## BEGIN Excerpted passage

National Natural Science Foundation of China51379162Water Conservancy Science and Technology Innovation Project of Guangdong Province2016-061. Introduction
Seepage is an important factor that affects the safety of earth dams. Based on the statistical data of the International Commission on Large Dams, approximately 52.2% of earth dam crashes are caused by seepage damage [1].
The upstream water level under normal service conditions causes earth dams to form a stable seepage field in the dam body and foundation, thereby indicating a stable seepage behavior. However, excessive seepage gradient, excessive seepage pressure, and other abnormal seepage phenomena may occur in earth dams due to the construction defects and material aging. These phenomena can cause seepage damage, increase in instability of a dam’s slope, and lead to dam breakage.
However, dam safety can be controlled. Safety detecting provides the basis for dam safety control. Several osmometers are typically placed along the key points in the dam to detect seepage behavior. The measured value of osmometers fluctuates within a reasonable range when the seepage behavior of earth dam is normal. The measured value will exhibit sudden changes or trends when the seepage behavior of earth dam is abnormal. Therefore, analyzing the data of these osmometers should be conducted to detect the seepage behavior of earth dams. Mathematical and mechanical methods are used to analyze the data and detect seepage behavior. Appropriate measures are reinforced when an abnormal seepage phenomenon is detected to effectively reduce the risk of dam breakage and provide technical assurance on the service safety of earth dams.
Currently, the detection methods for the seepage behavior of earth dams are divided into three types. The first type uses a statistical regression method for analyzing the monitoring data. The factors that influence the seepage behavior of earth dams are summarized as water level, rainfall, temperature, and aging. A seepage monitoring model for a single point is established. Abnormal seepage behavior is detected by analyzing the trend of different factors [2]. Si et al. [3] used support vector machine to train original monitoring data. This method improved the precision and detection accuracy for seepage behavior and provided reasonable trends from different factors. Xiang et al. [4] introduced a particle swarm optimization algorithm during the modeling process, which analyzed the lag time of water level in osmometers and optimized the expressions of water and rainfall factors. Thus, this algorithm was optimized, and the accuracy of the model was improved. Gamse and Oberguggenberger [5] used a “coordinate time series” method to analyze the seepage monitoring data of earth dams, thereby avoiding the overfitting phenomenon in the model. The expressions for water level, temperature, and aging factor were reasonable, and the monitoring model detected abnormal seepage behavior.
The second type of detection method combines finite element calculation and monitoring data. The seepage parameters of dam body and foundation are calculated by back analysis, and the seepage field of the dam is simulated [6, 7]. Abnormal seepage behavior is detected by comparing the calculated and measured values of the finite element model. Zhang et al. [8] established a finite element model for earth dam. The seepage parameters for the different parts of the dam were calculated by using seepage monitoring data, and the seepage field of the dam was simulated under various operating conditions. A comparison of the calculated and measured values obtained from the osmometers revealed that core wall failure causes the abnormal seepage behavior of the dam. Ren et al. [9] conducted an inversion of dam seepage parameters based on the finite element model of an earth dam and the monitoring data from the osmometers. The seepage field of a dam was simulated under normal water levels. The result provided a basis for seepage behavior detection under normal operating conditions. Chi et al. [10] introduced a neural network algorithm for the inversion of seepage parameters of earth dam, thereby improving the accuracy of inversion results and providing reliable seepage behavior detection.

## END Excerpted passage

- _Exercise requirements_: Write out everything in the passage on earth dam seepage from "However, dam safety" down to "service safety of earth dams.".

## BEGIN Data rows

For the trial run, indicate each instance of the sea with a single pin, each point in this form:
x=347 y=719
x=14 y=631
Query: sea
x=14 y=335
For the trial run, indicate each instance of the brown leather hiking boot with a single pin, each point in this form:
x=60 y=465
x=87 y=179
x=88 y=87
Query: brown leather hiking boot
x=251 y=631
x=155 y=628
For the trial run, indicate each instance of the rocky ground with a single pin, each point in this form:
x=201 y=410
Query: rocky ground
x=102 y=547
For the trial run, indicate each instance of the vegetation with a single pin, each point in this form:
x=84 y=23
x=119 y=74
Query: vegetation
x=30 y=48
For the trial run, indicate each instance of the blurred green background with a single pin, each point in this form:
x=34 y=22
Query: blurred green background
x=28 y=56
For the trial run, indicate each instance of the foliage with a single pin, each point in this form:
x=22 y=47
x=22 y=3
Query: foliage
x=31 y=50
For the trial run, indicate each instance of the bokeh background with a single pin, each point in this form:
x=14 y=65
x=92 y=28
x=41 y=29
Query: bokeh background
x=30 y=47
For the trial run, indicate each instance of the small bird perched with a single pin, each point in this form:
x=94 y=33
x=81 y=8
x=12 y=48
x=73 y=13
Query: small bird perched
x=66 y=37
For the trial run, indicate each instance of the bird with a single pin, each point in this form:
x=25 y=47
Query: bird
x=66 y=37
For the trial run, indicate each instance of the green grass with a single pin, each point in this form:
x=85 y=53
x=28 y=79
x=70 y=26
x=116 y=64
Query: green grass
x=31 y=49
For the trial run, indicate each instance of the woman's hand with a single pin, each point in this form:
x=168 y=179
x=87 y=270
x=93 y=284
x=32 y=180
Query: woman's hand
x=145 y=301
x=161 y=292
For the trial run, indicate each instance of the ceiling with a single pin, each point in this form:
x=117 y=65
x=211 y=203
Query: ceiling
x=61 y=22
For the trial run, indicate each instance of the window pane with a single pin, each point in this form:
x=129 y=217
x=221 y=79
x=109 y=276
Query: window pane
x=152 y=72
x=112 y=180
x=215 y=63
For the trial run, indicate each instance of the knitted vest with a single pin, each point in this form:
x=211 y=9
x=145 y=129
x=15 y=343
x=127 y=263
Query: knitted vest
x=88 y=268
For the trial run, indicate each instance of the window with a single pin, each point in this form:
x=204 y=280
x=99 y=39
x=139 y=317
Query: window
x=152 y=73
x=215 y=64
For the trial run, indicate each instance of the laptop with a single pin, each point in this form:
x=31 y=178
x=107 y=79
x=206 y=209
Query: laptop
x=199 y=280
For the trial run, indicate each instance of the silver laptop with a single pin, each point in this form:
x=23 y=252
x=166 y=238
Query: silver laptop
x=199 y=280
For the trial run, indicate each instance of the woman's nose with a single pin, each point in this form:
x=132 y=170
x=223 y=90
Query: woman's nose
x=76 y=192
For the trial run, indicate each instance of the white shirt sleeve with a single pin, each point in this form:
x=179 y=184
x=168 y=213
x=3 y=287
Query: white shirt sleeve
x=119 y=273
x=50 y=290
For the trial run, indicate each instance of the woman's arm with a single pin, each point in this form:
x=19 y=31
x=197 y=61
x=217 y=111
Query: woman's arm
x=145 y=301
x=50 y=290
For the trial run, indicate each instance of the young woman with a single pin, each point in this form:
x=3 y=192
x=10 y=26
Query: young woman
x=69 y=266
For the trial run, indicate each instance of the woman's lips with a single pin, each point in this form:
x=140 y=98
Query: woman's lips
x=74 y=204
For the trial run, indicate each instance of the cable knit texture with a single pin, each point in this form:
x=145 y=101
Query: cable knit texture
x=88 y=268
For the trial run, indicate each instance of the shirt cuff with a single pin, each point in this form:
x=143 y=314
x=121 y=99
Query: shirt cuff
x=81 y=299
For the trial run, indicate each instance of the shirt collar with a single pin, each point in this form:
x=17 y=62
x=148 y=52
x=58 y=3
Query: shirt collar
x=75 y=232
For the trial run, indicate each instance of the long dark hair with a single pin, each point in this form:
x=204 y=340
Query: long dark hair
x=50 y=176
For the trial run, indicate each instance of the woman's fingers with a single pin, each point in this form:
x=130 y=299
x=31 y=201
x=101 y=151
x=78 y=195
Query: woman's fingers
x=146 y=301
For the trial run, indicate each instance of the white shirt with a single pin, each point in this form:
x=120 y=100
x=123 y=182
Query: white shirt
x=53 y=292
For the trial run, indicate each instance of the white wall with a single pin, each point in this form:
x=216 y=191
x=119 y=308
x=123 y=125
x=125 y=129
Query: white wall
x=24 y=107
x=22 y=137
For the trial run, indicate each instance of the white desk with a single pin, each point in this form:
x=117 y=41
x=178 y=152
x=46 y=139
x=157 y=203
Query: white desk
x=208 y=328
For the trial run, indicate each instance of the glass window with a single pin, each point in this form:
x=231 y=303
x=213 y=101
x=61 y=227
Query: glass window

## END Data rows

- _Response below_:
However, dam safety can be controlled. Safety detecting provides the basis for dam safety control. Several osmometers are typically placed along the key points in the dam to detect seepage behavior. The measured value of osmometers fluctuates within a reasonable range when the seepage behavior of earth dam is normal. The measured value will exhibit sudden changes or trends when the seepage behavior of earth dam is abnormal. Therefore, analyzing the data of these osmometers should be conducted to detect the seepage behavior of earth dams. Mathematical and mechanical methods are used to analyze the data and detect seepage behavior. Appropriate measures are reinforced when an abnormal seepage phenomenon is detected to effectively reduce the risk of dam breakage and provide technical assurance on the service safety of earth dams.